(Named object pointing entries)
§

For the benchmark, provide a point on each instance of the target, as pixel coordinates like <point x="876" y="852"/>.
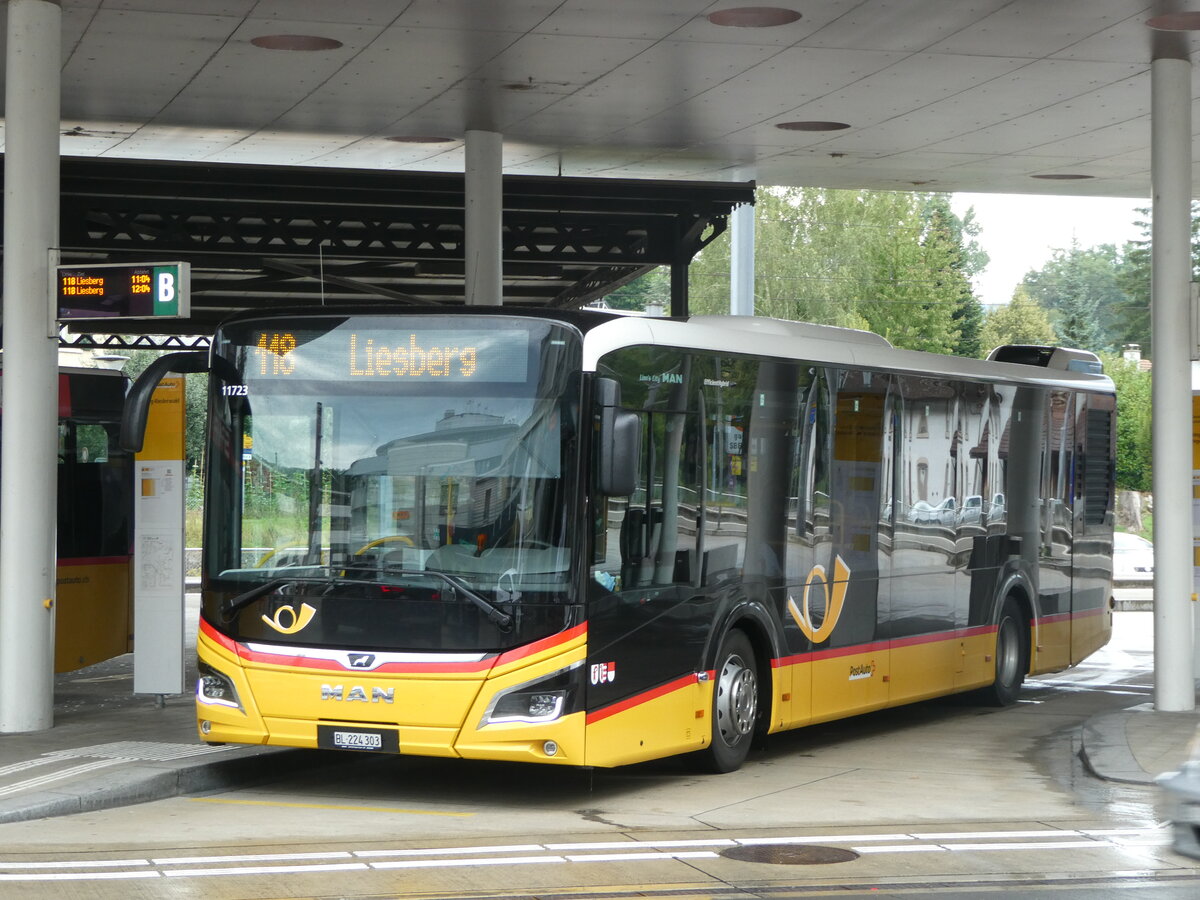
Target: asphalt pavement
<point x="112" y="748"/>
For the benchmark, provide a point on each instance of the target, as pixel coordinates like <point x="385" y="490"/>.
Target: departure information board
<point x="139" y="291"/>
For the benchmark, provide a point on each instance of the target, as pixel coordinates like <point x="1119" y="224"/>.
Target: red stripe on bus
<point x="643" y="697"/>
<point x="877" y="646"/>
<point x="543" y="645"/>
<point x="299" y="661"/>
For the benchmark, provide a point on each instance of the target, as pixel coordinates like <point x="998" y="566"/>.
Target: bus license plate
<point x="379" y="741"/>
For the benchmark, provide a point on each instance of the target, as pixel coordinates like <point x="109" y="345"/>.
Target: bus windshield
<point x="429" y="455"/>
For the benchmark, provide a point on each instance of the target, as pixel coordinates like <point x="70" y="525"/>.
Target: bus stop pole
<point x="483" y="219"/>
<point x="1171" y="401"/>
<point x="742" y="261"/>
<point x="28" y="479"/>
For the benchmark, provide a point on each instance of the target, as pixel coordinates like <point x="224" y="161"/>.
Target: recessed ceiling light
<point x="1176" y="22"/>
<point x="421" y="139"/>
<point x="811" y="126"/>
<point x="754" y="17"/>
<point x="295" y="42"/>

§

Each entry must be retyped word for word, with every image omitted.

For the benchmark, provide a point on each instance of the target, as pixel coordinates like <point x="876" y="852"/>.
Target: asphalt pavement
<point x="112" y="748"/>
For the benchmark, provide a point on each instance of the target, as pixel coordinates like <point x="385" y="490"/>.
Target: departure information board
<point x="139" y="291"/>
For the benchmark, provide a point on each instance of the target, as pixel coordinates like <point x="1119" y="224"/>.
Target: red stripe on bus
<point x="643" y="697"/>
<point x="877" y="646"/>
<point x="543" y="645"/>
<point x="299" y="661"/>
For the benchmark, provide a point on each instance of the target, as pixel coordinates like <point x="998" y="566"/>.
Target: bus license plate
<point x="379" y="741"/>
For the benchmark, provide a point on each instance of the target, as pixel coordinates like <point x="109" y="345"/>.
Target: bus windshield
<point x="429" y="455"/>
For the benchmark, provide a point on each instance of the target, as pixel coordinates like <point x="70" y="525"/>.
Target: bus stop pole
<point x="483" y="219"/>
<point x="1171" y="401"/>
<point x="742" y="261"/>
<point x="28" y="479"/>
For the benchmark, provide a point on each instance of the target, as pixel coordinates like <point x="224" y="161"/>.
Target: recessed ceiling light
<point x="1176" y="22"/>
<point x="421" y="139"/>
<point x="811" y="126"/>
<point x="754" y="17"/>
<point x="295" y="42"/>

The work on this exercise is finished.